How many people in your life tell you the truth?

If someone asked me that, I’d immediately say my husband.  My children.  My mother, when she was alive.  Though the reality is that there might be a hitch in the conversation before they said what they wanted to say, some equivocation, a “but,” a wanting to be kind.  To spare hurting my feelings, I can remember my mother pausing a bit, then starting her best-effort-truthful sentences with a sweet, “Well ….”

Bless them.  We all need those kindnesses.

And of course, memoir writer that I am, I understand we all have our disagreeable truths ….


But I spent this past long-weekend in Florida with some of my best friends from high school.  For several days, 8 of us lived in a hotel room with not-enough beds and 2 bathrooms.  We are grown women.  We’ve known each other for 30 and 40 years.  Imagine the truths.  The bathroom alone ….

RECORDED DATA:
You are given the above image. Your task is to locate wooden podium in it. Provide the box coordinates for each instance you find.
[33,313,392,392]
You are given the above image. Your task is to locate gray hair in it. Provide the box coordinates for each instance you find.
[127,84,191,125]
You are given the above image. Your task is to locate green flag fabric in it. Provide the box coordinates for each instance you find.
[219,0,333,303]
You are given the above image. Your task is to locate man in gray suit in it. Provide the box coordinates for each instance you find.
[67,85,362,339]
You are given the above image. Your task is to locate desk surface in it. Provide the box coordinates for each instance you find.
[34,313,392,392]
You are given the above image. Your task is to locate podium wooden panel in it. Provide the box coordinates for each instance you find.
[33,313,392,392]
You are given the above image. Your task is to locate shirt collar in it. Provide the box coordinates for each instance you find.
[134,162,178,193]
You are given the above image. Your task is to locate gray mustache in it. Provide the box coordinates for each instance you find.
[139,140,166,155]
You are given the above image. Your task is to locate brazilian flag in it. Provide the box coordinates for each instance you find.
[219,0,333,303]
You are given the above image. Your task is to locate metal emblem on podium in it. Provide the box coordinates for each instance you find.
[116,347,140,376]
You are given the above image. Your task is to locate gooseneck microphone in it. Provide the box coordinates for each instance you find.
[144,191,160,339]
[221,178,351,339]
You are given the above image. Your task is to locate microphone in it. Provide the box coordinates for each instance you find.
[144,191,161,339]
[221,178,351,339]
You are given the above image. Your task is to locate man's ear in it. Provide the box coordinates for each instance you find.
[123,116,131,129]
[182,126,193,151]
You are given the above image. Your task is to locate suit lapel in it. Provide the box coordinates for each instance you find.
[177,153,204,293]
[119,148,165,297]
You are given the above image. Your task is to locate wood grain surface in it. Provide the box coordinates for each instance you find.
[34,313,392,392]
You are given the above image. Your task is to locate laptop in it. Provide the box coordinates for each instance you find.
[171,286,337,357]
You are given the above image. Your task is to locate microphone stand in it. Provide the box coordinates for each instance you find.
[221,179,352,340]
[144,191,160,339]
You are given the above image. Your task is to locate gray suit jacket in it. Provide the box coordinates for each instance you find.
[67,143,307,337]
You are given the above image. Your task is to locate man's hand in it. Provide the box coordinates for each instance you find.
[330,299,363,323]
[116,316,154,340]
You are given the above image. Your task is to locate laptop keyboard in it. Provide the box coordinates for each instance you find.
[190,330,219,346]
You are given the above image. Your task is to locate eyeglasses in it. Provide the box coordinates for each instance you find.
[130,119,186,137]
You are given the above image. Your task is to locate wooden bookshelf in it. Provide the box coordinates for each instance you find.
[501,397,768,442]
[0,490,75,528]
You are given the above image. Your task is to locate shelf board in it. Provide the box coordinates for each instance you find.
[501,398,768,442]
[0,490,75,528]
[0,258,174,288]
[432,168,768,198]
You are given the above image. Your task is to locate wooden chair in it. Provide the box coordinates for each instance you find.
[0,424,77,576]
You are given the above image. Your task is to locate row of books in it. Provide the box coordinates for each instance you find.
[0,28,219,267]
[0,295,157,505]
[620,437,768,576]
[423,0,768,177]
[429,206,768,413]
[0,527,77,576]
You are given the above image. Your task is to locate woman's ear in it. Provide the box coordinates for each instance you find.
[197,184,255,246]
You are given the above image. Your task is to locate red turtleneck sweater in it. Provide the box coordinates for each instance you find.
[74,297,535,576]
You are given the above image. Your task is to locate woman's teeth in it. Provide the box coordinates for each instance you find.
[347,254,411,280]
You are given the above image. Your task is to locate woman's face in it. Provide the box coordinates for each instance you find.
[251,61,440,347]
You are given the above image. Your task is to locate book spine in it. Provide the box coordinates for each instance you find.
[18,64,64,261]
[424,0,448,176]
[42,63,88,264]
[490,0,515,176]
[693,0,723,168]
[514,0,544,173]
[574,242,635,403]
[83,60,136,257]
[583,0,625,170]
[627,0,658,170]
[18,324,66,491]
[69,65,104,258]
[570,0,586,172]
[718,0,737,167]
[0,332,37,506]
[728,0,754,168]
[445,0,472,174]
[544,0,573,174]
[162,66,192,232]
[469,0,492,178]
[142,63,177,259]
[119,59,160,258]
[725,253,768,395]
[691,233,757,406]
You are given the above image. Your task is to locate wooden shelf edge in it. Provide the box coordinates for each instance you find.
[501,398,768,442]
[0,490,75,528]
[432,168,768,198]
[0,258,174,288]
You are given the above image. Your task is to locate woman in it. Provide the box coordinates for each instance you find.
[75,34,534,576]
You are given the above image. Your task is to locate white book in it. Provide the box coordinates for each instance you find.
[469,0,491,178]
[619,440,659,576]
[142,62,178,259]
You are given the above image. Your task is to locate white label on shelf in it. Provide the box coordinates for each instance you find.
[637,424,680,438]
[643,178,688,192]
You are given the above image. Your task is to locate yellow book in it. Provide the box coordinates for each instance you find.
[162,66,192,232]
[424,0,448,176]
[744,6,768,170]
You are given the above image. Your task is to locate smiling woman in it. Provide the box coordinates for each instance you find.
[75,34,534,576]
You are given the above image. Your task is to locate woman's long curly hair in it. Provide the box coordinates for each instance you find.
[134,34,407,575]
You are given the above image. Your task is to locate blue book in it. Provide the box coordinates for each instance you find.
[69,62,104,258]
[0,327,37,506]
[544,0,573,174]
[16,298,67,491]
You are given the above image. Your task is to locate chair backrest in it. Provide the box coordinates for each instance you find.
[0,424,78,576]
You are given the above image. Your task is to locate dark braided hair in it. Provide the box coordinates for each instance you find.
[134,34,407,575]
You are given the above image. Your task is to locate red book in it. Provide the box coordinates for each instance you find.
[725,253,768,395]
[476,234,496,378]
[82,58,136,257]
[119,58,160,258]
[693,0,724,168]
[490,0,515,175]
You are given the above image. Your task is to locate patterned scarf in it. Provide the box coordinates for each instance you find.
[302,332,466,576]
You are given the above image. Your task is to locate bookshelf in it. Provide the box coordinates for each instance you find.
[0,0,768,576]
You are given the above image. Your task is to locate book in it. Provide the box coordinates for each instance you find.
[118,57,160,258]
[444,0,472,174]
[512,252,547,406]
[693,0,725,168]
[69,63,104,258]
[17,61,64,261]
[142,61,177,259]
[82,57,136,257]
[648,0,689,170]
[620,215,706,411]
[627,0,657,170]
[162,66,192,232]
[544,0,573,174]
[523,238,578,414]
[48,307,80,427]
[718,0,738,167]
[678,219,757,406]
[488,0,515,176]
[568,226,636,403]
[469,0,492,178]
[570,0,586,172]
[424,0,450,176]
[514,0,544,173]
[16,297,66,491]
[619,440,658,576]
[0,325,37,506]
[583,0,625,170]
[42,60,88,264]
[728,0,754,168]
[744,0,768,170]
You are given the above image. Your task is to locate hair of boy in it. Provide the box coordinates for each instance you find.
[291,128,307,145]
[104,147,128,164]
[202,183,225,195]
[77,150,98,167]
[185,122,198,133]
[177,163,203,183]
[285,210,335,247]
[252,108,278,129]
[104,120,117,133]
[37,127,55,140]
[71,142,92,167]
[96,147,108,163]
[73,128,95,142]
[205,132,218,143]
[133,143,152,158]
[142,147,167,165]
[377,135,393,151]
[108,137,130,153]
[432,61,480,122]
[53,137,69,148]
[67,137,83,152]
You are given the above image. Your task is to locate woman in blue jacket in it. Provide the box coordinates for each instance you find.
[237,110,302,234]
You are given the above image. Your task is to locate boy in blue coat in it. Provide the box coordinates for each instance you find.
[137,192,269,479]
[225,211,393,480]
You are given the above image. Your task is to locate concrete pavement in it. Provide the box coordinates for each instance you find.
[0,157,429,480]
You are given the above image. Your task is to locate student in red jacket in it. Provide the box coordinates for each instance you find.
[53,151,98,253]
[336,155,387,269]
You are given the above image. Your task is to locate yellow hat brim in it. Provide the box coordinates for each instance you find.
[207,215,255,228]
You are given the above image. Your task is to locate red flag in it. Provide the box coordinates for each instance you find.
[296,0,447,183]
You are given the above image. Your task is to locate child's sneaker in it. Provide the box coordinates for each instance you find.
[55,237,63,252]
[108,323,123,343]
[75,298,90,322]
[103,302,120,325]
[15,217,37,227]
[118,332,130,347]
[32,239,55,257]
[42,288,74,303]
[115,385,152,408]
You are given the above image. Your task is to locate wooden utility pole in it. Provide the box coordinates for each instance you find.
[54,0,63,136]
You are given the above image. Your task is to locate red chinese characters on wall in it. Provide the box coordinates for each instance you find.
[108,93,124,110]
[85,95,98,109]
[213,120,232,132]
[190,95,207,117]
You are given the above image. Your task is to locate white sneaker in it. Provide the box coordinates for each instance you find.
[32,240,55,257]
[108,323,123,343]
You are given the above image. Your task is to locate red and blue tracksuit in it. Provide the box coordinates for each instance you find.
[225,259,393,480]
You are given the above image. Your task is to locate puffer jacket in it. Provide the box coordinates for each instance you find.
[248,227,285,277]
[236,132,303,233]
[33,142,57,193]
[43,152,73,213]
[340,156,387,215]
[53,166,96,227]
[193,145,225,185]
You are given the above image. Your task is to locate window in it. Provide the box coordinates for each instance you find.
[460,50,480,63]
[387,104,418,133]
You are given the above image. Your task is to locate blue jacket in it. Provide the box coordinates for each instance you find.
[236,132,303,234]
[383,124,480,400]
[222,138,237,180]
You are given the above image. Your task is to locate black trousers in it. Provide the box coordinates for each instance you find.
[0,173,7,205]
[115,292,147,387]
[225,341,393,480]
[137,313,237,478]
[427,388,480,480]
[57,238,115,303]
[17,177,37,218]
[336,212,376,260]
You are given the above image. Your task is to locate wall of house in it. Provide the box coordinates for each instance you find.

WHAT THE EXERCISE ASKS: Transcribe the passage of the essay on truth-telling, starting at "How many people" and ending at "bathroom alone ….". The data plays no part in this work.

COMPLETE RESPONSE:
How many people in your life tell you the truth?

If someone asked me that, I’d immediately say my husband.  My children.  My mother, when she was alive.  Though the reality is that there might be a hitch in the conversation before they said what they wanted to say, some equivocation, a “but,” a wanting to be kind.  To spare hurting my feelings, I can remember my mother pausing a bit, then starting her best-effort-truthful sentences with a sweet, “Well ….”

Bless them.  We all need those kindnesses.

And of course, memoir writer that I am, I understand we all have our disagreeable truths ….


But I spent this past long-weekend in Florida with some of my best friends from high school.  For several days, 8 of us lived in a hotel room with not-enough beds and 2 bathrooms.  We are grown women.  We’ve known each other for 30 and 40 years.  Imagine the truths.  The bathroom alone ….